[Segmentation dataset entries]

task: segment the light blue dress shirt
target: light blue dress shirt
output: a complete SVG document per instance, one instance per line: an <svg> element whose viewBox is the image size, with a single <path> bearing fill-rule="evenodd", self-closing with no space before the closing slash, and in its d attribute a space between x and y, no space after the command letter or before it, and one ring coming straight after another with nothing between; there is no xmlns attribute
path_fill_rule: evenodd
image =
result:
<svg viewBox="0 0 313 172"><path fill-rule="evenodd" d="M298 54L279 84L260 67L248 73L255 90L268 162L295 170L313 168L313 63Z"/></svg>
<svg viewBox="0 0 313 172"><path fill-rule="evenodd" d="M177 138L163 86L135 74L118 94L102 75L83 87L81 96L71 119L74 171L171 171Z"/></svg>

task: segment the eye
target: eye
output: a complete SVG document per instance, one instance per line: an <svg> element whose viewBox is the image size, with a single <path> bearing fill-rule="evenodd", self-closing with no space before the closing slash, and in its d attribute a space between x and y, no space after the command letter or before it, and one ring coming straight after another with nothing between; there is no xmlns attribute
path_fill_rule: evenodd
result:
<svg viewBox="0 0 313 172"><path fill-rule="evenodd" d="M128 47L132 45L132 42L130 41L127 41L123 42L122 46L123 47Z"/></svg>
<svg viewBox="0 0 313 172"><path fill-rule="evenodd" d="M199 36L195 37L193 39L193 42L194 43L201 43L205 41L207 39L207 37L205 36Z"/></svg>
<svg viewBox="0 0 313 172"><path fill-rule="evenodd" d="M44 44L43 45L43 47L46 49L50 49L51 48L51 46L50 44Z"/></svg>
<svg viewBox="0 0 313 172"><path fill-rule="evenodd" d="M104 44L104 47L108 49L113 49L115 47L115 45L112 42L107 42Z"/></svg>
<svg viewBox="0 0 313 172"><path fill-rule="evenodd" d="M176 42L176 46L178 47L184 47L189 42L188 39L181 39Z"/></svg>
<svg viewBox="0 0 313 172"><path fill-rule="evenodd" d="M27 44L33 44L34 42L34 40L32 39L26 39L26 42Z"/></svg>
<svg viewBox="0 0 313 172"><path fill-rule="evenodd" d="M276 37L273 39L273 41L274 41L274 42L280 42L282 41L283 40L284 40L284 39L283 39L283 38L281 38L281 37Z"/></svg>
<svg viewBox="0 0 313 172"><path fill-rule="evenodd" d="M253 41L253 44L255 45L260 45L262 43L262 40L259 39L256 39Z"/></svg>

The task:
Please swap "segment" for "outline" throughout these entries and reproduce them with everything else left unchanged.

Output below:
task: outline the light blue dress shirt
target: light blue dress shirt
output: a complete SVG document per instance, one instance per line: an <svg> element whose viewBox is the image size, with a single <path> bearing fill-rule="evenodd", self-closing with no space before the closing slash, and in its d attribute a space between x and y, no space after the command letter or before it, and one ring coming straight after another with nothing between; there is no xmlns attribute
path_fill_rule: evenodd
image =
result:
<svg viewBox="0 0 313 172"><path fill-rule="evenodd" d="M298 54L279 84L260 67L248 73L255 90L268 162L295 170L313 168L313 63Z"/></svg>
<svg viewBox="0 0 313 172"><path fill-rule="evenodd" d="M177 138L163 86L135 74L118 94L102 75L83 87L81 96L71 119L74 171L171 171Z"/></svg>

task: outline the eye
target: eye
output: a complete SVG document per instance, one instance per line: an <svg> element whose viewBox is the image size, with a single <path> bearing fill-rule="evenodd", self-closing with no space before the closing slash, and in its d attribute a space between x and y, no space after the command letter or before it, and one ring coming straight after another with nothing between; there is no xmlns attribute
path_fill_rule: evenodd
result:
<svg viewBox="0 0 313 172"><path fill-rule="evenodd" d="M128 47L132 45L132 42L130 41L127 41L123 42L122 46L123 47Z"/></svg>
<svg viewBox="0 0 313 172"><path fill-rule="evenodd" d="M199 36L195 37L193 39L193 42L194 43L201 43L205 41L207 39L207 37L205 36Z"/></svg>
<svg viewBox="0 0 313 172"><path fill-rule="evenodd" d="M44 44L43 45L43 47L46 49L50 49L51 48L51 46L50 44Z"/></svg>
<svg viewBox="0 0 313 172"><path fill-rule="evenodd" d="M104 44L104 47L108 49L113 49L115 47L115 45L112 42L107 42Z"/></svg>
<svg viewBox="0 0 313 172"><path fill-rule="evenodd" d="M176 42L176 46L178 47L184 47L189 42L188 39L181 39Z"/></svg>
<svg viewBox="0 0 313 172"><path fill-rule="evenodd" d="M27 44L33 44L34 42L34 40L32 39L26 39L26 42Z"/></svg>
<svg viewBox="0 0 313 172"><path fill-rule="evenodd" d="M276 37L273 39L273 41L274 41L274 42L280 42L282 41L283 40L284 40L284 39L283 39L283 38L281 38L281 37Z"/></svg>
<svg viewBox="0 0 313 172"><path fill-rule="evenodd" d="M253 41L253 44L255 45L260 45L262 43L262 40L259 39L256 39Z"/></svg>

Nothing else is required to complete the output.